Task statement
Copy the entries exactly. Leave out any pictures.

BEGIN Provided records

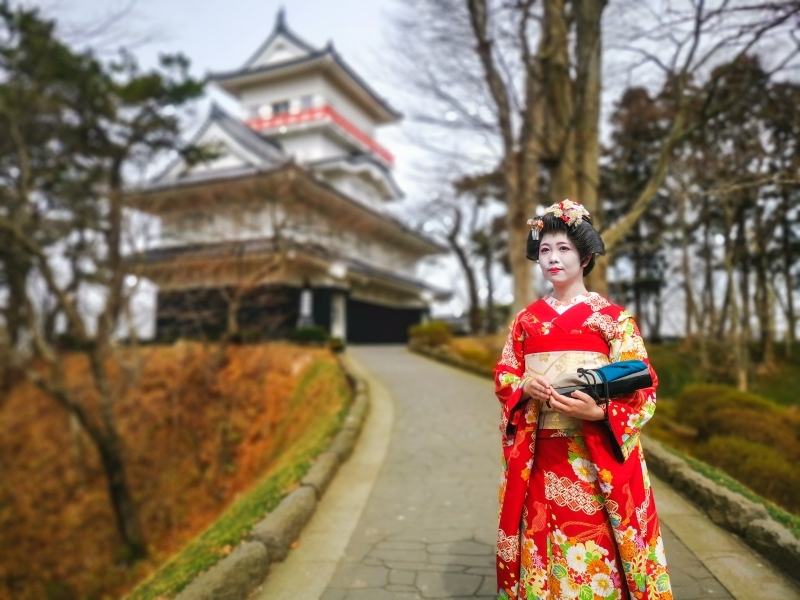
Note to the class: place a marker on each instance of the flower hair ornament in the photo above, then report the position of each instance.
(572, 213)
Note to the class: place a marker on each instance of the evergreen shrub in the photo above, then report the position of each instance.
(767, 470)
(432, 333)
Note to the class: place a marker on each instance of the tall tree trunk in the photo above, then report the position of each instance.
(520, 208)
(560, 108)
(473, 310)
(736, 336)
(788, 281)
(765, 302)
(109, 446)
(488, 262)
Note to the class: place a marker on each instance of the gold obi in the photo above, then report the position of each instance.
(552, 364)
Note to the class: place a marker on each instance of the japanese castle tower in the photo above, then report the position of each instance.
(285, 226)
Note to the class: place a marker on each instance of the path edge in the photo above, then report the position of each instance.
(730, 510)
(245, 569)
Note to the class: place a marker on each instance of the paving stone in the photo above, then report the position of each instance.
(380, 595)
(401, 588)
(419, 567)
(462, 547)
(357, 576)
(462, 560)
(400, 545)
(447, 585)
(396, 576)
(438, 487)
(402, 555)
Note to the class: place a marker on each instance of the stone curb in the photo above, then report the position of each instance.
(233, 578)
(727, 509)
(240, 573)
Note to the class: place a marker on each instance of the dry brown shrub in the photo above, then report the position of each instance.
(196, 433)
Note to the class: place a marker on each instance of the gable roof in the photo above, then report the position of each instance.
(254, 71)
(244, 151)
(280, 32)
(363, 163)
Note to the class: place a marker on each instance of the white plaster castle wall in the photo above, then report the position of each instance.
(314, 84)
(311, 145)
(356, 187)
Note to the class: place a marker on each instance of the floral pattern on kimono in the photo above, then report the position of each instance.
(577, 567)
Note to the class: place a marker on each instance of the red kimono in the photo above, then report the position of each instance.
(577, 516)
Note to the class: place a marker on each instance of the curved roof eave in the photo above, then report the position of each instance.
(242, 76)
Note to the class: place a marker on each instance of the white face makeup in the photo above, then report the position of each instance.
(559, 260)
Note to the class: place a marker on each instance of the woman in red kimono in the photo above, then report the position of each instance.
(577, 516)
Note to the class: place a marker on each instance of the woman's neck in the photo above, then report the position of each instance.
(567, 293)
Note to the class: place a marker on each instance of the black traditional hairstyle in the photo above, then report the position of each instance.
(585, 237)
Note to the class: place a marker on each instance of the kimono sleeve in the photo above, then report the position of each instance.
(509, 374)
(627, 415)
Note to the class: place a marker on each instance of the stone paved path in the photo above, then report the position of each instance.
(428, 529)
(412, 514)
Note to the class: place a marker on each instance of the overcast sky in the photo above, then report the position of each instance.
(220, 35)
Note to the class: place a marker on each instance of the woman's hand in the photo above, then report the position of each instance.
(580, 405)
(538, 388)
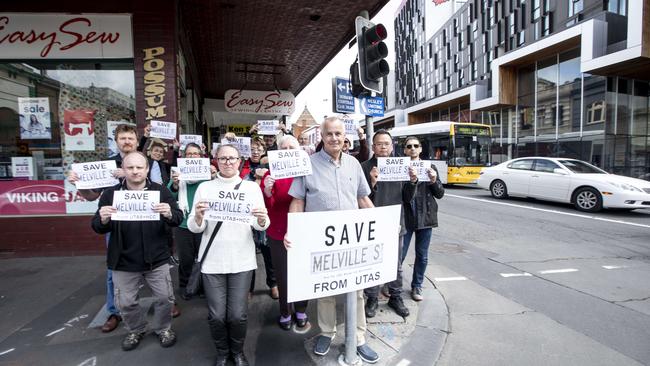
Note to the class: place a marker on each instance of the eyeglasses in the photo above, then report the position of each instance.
(227, 159)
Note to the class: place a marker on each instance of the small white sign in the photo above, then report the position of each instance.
(335, 252)
(163, 130)
(243, 144)
(289, 163)
(96, 174)
(22, 166)
(186, 139)
(268, 127)
(135, 205)
(194, 169)
(421, 167)
(393, 169)
(231, 206)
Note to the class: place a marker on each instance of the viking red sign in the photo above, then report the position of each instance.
(65, 36)
(32, 197)
(260, 102)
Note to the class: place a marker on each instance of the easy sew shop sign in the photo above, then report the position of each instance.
(135, 205)
(341, 251)
(268, 127)
(32, 197)
(289, 163)
(194, 169)
(242, 144)
(393, 169)
(259, 102)
(96, 174)
(230, 206)
(163, 130)
(63, 36)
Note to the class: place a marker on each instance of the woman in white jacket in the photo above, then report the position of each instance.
(231, 260)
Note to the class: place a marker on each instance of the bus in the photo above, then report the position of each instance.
(459, 150)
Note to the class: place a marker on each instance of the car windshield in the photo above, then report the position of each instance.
(580, 167)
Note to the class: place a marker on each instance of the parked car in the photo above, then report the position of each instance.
(573, 181)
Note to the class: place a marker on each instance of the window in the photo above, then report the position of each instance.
(546, 166)
(524, 164)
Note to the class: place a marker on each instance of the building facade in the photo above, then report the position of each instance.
(553, 78)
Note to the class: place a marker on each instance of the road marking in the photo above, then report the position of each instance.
(614, 267)
(506, 275)
(564, 270)
(549, 211)
(55, 332)
(443, 279)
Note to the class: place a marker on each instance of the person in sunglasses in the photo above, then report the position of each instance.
(420, 216)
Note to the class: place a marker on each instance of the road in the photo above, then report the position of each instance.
(536, 283)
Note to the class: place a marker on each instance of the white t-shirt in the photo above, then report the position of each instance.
(233, 249)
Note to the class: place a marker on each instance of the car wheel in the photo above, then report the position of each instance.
(587, 199)
(498, 189)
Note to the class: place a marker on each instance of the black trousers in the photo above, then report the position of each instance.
(187, 247)
(227, 296)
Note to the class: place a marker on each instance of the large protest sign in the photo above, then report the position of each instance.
(163, 130)
(230, 206)
(393, 169)
(342, 251)
(135, 205)
(34, 116)
(194, 169)
(243, 144)
(186, 139)
(289, 163)
(268, 127)
(96, 174)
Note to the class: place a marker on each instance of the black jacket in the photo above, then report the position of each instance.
(389, 193)
(136, 246)
(422, 211)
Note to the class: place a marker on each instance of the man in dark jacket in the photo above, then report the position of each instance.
(386, 194)
(421, 215)
(138, 250)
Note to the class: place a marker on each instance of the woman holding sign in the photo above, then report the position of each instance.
(277, 199)
(228, 207)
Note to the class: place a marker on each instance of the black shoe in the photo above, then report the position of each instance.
(240, 359)
(397, 304)
(371, 307)
(131, 341)
(221, 361)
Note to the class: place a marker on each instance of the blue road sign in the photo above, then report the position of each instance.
(372, 106)
(343, 101)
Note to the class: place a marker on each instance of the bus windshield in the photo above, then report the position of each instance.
(470, 150)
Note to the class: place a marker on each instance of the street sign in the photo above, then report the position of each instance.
(372, 106)
(343, 101)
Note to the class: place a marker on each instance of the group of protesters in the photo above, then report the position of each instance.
(141, 251)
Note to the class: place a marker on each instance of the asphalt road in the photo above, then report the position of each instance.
(536, 283)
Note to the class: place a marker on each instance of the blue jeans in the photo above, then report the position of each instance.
(110, 292)
(422, 240)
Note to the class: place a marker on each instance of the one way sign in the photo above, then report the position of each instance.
(343, 101)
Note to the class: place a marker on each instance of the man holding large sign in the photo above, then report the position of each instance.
(138, 250)
(386, 193)
(337, 183)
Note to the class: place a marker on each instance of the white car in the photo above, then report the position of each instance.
(573, 181)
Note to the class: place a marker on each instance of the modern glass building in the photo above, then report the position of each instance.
(554, 78)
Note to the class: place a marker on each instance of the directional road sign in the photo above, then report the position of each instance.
(343, 101)
(372, 106)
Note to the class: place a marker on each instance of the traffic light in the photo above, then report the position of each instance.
(372, 53)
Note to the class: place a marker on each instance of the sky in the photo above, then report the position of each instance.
(317, 96)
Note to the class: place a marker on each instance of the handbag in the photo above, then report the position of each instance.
(194, 283)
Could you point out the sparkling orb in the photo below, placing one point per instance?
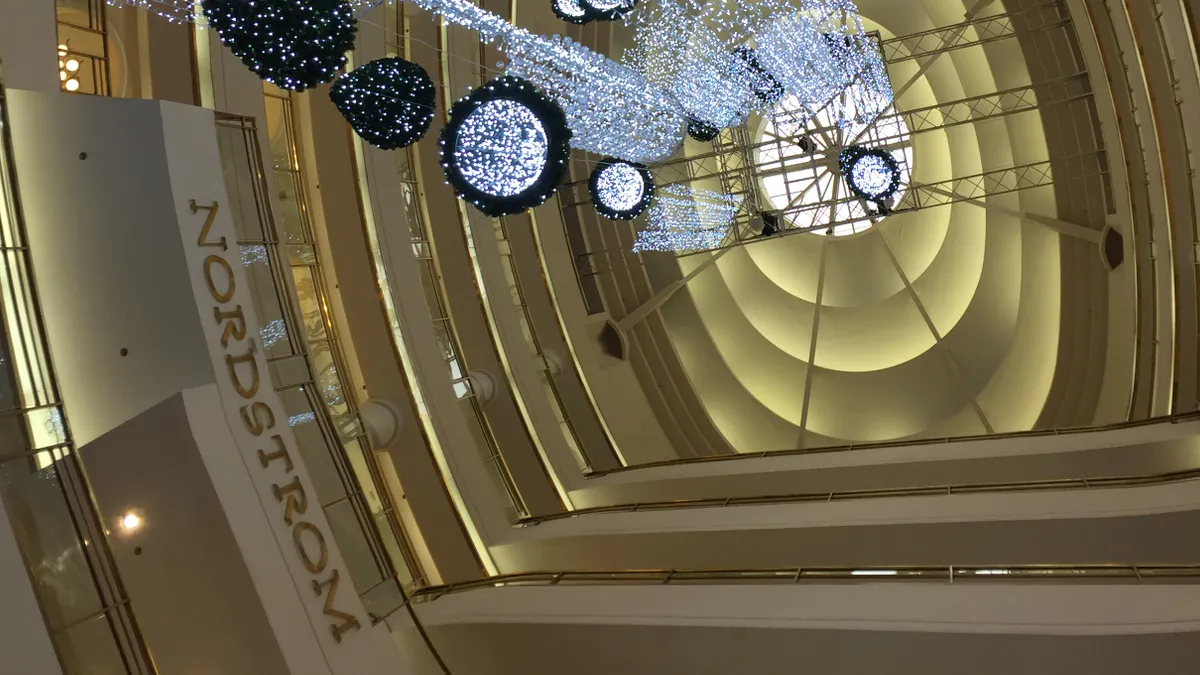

END Provided records

Answer space
Note to the class: place a marker on each instance of the flower hair ornament in the photo above, then report the position of each instance.
(572, 213)
Note to the class: place a marker on each instance of the evergreen shrub in the photo above, then report the position of each instance.
(767, 470)
(432, 333)
Note to the class: place a marker on each instance of the tall tree trunk in the photo above, then report the position of each instance.
(520, 208)
(560, 108)
(473, 310)
(736, 336)
(788, 281)
(765, 302)
(109, 446)
(488, 262)
Note to the class: place a marker on each instance of the gold obi in the photo above, then report the position of each instance.
(552, 364)
Note to the class: place a marker on each instance of the japanese castle tower in the photo above, then report the position of each instance.
(285, 226)
Note to the class: place a marker on each instance of the path edge in the photo above, then report the position of each instance.
(730, 510)
(245, 569)
Note to the class: place a marker on each instance of the paving stone in the photo above, then report the position of each instance.
(380, 595)
(401, 588)
(419, 567)
(462, 547)
(357, 576)
(462, 560)
(400, 545)
(447, 585)
(396, 576)
(438, 487)
(402, 555)
Note to the class: place a marker on each instance of the stone curb in the photo above, then report the position of each instance.
(233, 578)
(727, 509)
(240, 573)
Note to the class: place a marker on each instance of the dry brown shrub in the photo above, then report the position of each instance.
(196, 433)
Note to the class: place a marker on each instance of the gable roof in the photo above, then report the position of each instance.
(254, 71)
(244, 151)
(280, 32)
(363, 163)
Note to the class: place a marker on each instance of the white plaster castle wall in the photo above, then report the position of each instance.
(314, 84)
(311, 145)
(356, 187)
Note to the class: place a marker on each instance of the floral pattern on kimono in the photo above, then report the position of each instance.
(577, 567)
Note to the class: place a marker on each instance of the red kimono in the photo above, then report the position of each instance.
(577, 516)
Note to the class: place a marker on each instance of the curved roof eave in the photo above, then report the position of each instance.
(242, 76)
Note to the class: place a marker on each instance of the white face makeup in the photo above, then report the position of each instance.
(559, 260)
Note to the class: place a marker on each instance of the woman in red kimono in the photo above, then report the position of each instance.
(577, 516)
Note to the class: place a marker on each instance of the woman's neck in the photo above, then report the position of each instance.
(567, 293)
Note to the class: place a marker on each instance of the black traditional hairstyle in the photo above, then report the position of each instance.
(585, 237)
Note to the class: place a marker on each instance of the kimono sleeve in the photo above, then report the position of each instance.
(509, 374)
(627, 415)
Note to the class: place a marker on each instance of the stone paved path in the photo above, then report the position of each instance.
(428, 529)
(412, 514)
Note to the class: place a marker on each instance of the overcast sky in the photo above, then report the position of each instance.
(220, 35)
Note to the class: place a marker on each instance of the woman's hand in the photo above, then report the position of each instance.
(580, 405)
(538, 388)
Note to the class: place a marker on each instance of the eyeglasses in the photo above, then report the position of each instance.
(227, 159)
Note to the class: place a marker on each instance of the small white sign in the photo above, then report the position of each instance.
(335, 252)
(163, 130)
(243, 144)
(289, 163)
(96, 174)
(22, 166)
(186, 139)
(268, 127)
(135, 205)
(194, 169)
(421, 167)
(393, 169)
(231, 206)
Note to the class: place a marker on each instance of the viking red sign in the photo above, then report the position of each instance.
(65, 36)
(32, 197)
(260, 102)
Note to the class: place a marker on each instance of the easy sew shop sign in the photo above, then report the position of each instance.
(135, 205)
(341, 251)
(268, 127)
(32, 197)
(289, 163)
(194, 169)
(242, 144)
(393, 169)
(259, 102)
(96, 174)
(230, 206)
(163, 130)
(63, 36)
Note to the class: place a marker on each instance of the woman in white jacket in the photo above, then report the position of each instance.
(231, 260)
Note to the class: place a marker on each instance of the bus in the photo above, then report the position of each instance.
(459, 150)
Note to the class: place a marker on each instance of the car windshield in the photo above, then report the position of each instance.
(580, 167)
Note to the class: place a marker on each instance of the parked car in the photo above, then report the position of each instance.
(573, 181)
Note to the class: place a marker on each instance of the window in the photo above, then report the position of each instance.
(546, 166)
(524, 164)
Note to the class: place a marker on each instance of the building facade in the photo above, then report the position of each instance.
(553, 78)
Note to the class: place a marker on each instance of the road marking in the photo above, then report the position of each instance.
(614, 267)
(506, 275)
(564, 270)
(549, 211)
(55, 332)
(443, 279)
Note to the class: place a marker on each instance of the person in sunglasses in the photo above, then report the position of each instance.
(420, 216)
Note to the class: place a marker on each instance of the road in the photo above, then report the position of each instance.
(536, 283)
Note to the class: place a marker on each instance of the white t-shirt in the photo above, then report the position of each instance.
(233, 249)
Note to the class: place a marker on each instance of the car wheel in the photo above, then report the position of each instance.
(587, 199)
(498, 189)
Note to the class: place a marker on each instance of the black trousers in the photo above, then report the position of each instance.
(187, 247)
(227, 296)
Note to the class: place a marker on each instance of the large protest sign in the photo above, then report the position of each instance.
(163, 130)
(230, 206)
(393, 169)
(342, 251)
(135, 205)
(34, 116)
(194, 169)
(243, 144)
(186, 139)
(289, 163)
(268, 127)
(96, 174)
Note to the class: place a marker on each instance of the black jacket in the photo above, then report the position of each instance.
(389, 193)
(136, 246)
(422, 211)
Note to the class: place a marker on each instance of the man in dark jacket in the photo above, then report the position of each instance.
(386, 194)
(421, 215)
(138, 250)
Note to the class: place a marker on each instance of the woman holding sign in the photo above, then report the position of each instance.
(277, 199)
(228, 207)
Note to the class: place a marker on each instance of the black shoe in the photo above, then report the position of each instance.
(240, 359)
(397, 304)
(371, 307)
(131, 341)
(221, 361)
Note to the class: place a marker on each instance of the blue road sign in the photo above, then report the position of each instance.
(372, 106)
(343, 101)
Note to the class: place a marker on each instance of the bus windshield in the photo above, then report the position of each instance.
(470, 150)
Note to the class: place a marker on each instance of the street sign in the photo above, then report the position of each instance.
(372, 106)
(343, 101)
Note to the class: place a marker on each instance of the group of protesters in the photo above, then report the position of each instance.
(141, 251)
Note to the class: place a marker on each instance of the asphalt road in the photo above, then report the position of each instance.
(536, 283)
Note to the class: place a marker on each instance of the blue jeans in the photo above, then report the position of each instance.
(110, 292)
(422, 240)
Note to the class: place a marker on each instance of the one way sign in the photo above, then report the position of each instance.
(343, 101)
Note to the class: place a marker on each instance of the man holding large sign in the photo above, then report the position of each instance.
(138, 250)
(386, 193)
(337, 183)
Note to the class: place a marker on each instance of the white car in the photo above, then report the position of each instance.
(573, 181)
Note to the class: place a marker on each instance of the modern glass building in the photo above, then report the position of each instance.
(554, 78)
Note to the class: place a marker on each instance of the directional road sign in the photo above, then report the position of each instance.
(343, 101)
(372, 106)
Note to the class: place a marker on each instance of the traffic light in the photo above, then report the position of each instance.
(372, 53)
Note to the class: place a marker on each instance of the sky in the photo above, then report the position of each instance.
(317, 96)
Note to the class: place a marker on each instance of the handbag in the photo above, then report the position of each instance.
(194, 283)
Could you point out the sparkling orb in the photo below, placing one point per instance?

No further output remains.